GIVEN PASSAGE.
▬▬▬▬▬▬
As expected from the literature, 100% of children with Emanuel syndrome have global developmental delay and intellectual disability. We were able to more precisely define the extent of these disabilities and determine the average developmental trajectory, by asking parents about age of developmental milestone attainment () and current abilities. While most children do not independently ambulate, over 70% of our subjects eventually learned to walk with support. This ability is largely overlooked in the literature. Expressive language is significantly impaired, with rudimentary speech acquisition in only 20%. However, our study indicates that receptive language is less impaired (at least from the point of view of the parents), which has been noted previously [Medne et al., 2007
], although this is anecdotal.
There are two important limitations to this study. Questionnaire studies in general are subject to recall or reporting bias. The accuracy of the medical history information provided by parents about their children will vary depending on a number of factors including the age of the child, whether the child is still living, whether the parent kept records, the complexity of the medical needs of the child, and the education and socioeconomic status of the parents. We cannot verify that the information given by parents is accurate, as we did not collect medical records on our study subjects. Instead, we endeavored to design the questionnaire in simple language with primarily “yes or no” questions and kept the questions that would require additional medical knowledge to a minimum. The results of this study may also be influenced by ascertainment bias, as recruitment was limited to those whose parent or guardian belongs to an online support group. It is possible that parents of the more severely affected children are more likely to seek this type of support. This would bias our results in favor of a poorer prognosis. On the other hand, the majority of those participating in this study have a child with Emanuel syndrome still living, which excludes parents whose children died earlier in life. Thus, our findings apply primarily to long-term survivors, who in general may have had fewer life-threatening congenital anomalies.
Our study has identified several healthcare issues that can now be anticipated for individuals with Emanuel syndrome. Vision and hearing impairment and potential seizure activity can be identified and addressed early. Failure to thrive may be ameliorated with special attention to gastrointestinal issues and prompt treatment of infection. Children with recurrent infections may benefit from an assessment by an immunologist. Speech and physical therapy are of utmost importance for optimizing development and quality of life; this study has clearly demonstrated that, at least in some individuals, limited communication and ambulation is possible and should be strived for.
This study summarizes the clinical features and long-term outcome of a cohort of 63 individuals with Emanuel syndrome ranging in age from infancy to 33 years. The information gained from this survey will be very useful to carriers of the 11;22 translocation in making reproductive decisions, and to health care providers taking care of children and adults with such a rare condition. Most importantly, new parents of children with Emanuel syndrome can be provided with more accurate and up-to-date prognostic information, which may help ease the anxiety of parenting a child with a rare diagnosis.
▬▬▬▬▬▬
DATASET EXCERPTS.
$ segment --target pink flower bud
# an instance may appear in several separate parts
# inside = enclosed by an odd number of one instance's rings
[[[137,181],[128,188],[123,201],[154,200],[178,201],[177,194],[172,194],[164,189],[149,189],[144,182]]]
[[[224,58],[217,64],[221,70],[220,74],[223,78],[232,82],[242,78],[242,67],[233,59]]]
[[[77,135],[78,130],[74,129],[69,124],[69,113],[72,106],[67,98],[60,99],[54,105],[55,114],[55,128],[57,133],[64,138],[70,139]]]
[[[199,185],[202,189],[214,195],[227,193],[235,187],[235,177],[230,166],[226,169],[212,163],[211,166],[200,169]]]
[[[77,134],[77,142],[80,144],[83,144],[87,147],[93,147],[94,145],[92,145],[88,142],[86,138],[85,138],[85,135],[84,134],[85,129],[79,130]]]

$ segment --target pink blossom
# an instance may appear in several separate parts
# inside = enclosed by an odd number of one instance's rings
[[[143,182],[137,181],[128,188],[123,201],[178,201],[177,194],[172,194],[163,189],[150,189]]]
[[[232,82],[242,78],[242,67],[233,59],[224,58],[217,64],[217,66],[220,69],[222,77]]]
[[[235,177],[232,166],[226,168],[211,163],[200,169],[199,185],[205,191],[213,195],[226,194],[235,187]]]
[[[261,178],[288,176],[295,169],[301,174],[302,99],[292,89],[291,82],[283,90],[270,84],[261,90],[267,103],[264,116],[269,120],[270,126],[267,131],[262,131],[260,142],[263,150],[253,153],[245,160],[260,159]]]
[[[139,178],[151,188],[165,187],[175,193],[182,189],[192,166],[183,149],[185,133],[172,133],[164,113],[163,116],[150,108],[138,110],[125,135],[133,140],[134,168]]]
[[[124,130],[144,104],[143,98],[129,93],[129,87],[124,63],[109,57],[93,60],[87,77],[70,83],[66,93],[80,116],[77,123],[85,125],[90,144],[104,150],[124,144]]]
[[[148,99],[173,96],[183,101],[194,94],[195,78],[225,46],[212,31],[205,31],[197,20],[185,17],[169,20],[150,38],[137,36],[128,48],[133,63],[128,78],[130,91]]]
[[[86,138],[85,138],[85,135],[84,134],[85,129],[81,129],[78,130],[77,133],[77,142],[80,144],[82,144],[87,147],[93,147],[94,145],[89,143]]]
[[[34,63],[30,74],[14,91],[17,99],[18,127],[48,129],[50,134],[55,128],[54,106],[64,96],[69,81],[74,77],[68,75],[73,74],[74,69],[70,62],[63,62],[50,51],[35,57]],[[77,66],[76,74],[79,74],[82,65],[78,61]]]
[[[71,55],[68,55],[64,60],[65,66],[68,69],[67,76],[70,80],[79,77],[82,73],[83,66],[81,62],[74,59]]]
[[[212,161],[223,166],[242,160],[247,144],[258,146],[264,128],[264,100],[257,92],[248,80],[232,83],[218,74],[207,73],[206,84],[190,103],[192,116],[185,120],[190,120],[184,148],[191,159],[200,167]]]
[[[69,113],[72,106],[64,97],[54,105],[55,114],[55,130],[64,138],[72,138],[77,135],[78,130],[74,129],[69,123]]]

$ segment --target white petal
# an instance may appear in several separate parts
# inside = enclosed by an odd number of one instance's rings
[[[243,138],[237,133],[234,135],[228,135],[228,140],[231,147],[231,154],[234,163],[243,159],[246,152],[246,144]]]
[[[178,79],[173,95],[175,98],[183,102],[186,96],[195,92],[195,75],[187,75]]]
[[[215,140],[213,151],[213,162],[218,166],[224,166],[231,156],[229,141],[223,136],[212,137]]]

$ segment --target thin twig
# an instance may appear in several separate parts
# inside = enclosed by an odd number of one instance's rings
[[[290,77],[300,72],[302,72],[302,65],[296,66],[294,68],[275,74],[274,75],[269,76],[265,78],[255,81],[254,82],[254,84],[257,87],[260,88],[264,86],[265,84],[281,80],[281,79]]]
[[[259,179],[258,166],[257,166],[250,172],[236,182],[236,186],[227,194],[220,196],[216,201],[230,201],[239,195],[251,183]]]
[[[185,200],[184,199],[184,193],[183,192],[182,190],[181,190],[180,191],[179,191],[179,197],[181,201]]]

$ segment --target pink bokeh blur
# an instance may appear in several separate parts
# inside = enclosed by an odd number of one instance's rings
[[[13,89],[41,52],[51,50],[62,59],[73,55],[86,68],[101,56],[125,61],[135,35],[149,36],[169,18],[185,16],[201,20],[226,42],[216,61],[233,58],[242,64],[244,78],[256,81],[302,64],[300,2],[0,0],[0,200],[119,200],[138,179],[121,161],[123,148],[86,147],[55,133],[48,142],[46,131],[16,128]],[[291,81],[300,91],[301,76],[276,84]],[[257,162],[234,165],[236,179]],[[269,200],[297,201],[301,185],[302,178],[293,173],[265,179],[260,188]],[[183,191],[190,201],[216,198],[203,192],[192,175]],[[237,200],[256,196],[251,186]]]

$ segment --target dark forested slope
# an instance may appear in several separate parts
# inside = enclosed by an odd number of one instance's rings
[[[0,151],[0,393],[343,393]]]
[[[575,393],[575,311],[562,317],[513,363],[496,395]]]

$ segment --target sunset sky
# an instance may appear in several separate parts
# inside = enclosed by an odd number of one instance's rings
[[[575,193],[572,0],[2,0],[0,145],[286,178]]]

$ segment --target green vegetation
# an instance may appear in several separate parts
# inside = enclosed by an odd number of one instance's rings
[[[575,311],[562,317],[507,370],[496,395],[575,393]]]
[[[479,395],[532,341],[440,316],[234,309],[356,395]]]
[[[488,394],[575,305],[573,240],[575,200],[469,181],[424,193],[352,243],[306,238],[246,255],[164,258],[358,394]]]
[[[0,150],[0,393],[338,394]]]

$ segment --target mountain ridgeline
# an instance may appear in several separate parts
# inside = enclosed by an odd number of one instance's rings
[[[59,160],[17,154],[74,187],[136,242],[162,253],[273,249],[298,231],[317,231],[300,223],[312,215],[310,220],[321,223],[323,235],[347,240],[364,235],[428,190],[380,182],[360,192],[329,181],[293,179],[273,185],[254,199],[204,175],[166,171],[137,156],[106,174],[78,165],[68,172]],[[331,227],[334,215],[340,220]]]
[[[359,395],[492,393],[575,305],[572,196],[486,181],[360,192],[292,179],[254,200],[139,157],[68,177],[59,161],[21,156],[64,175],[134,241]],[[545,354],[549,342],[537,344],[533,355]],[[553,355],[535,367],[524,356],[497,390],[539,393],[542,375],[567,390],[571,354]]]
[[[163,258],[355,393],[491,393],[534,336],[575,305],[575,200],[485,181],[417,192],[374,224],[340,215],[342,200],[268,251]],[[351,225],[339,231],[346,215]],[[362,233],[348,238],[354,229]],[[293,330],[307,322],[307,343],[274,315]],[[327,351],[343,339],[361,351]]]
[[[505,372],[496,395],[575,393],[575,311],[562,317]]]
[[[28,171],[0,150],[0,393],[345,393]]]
▬▬▬▬▬▬
EXERCISE REQUIREMENTS.
[1] In the Emanuel syndrome passage, duplicate the portion from "Our study has" to "be strived for.".
[2] According to the Emanuel syndrome passage, why do the study's findings apply mainly to long-term survivors? Answer in one to three sentences.
[3] In the Emanuel syndrome passage, what share of the subjects eventually learned to walk with support?
The listing was taken from a different source than the text.

ANSWER SECTION.
[1]
Our study has identified several healthcare issues that can now be anticipated for individuals with Emanuel syndrome. Vision and hearing impairment and potential seizure activity can be identified and addressed early. Failure to thrive may be ameliorated with special attention to gastrointestinal issues and prompt treatment of infection. Children with recurrent infections may benefit from an assessment by an immunologist. Speech and physical therapy are of utmost importance for optimizing development and quality of life; this study has clearly demonstrated that, at least in some individuals, limited communication and ambulation is possible and should be strived for.

[2] Most parents in the study have a child with Emanuel syndrome who is still living, so parents whose children died earlier in life are excluded. The findings therefore reflect long-term survivors, who in general may have had fewer life-threatening congenital anomalies.

[3] Over 70%.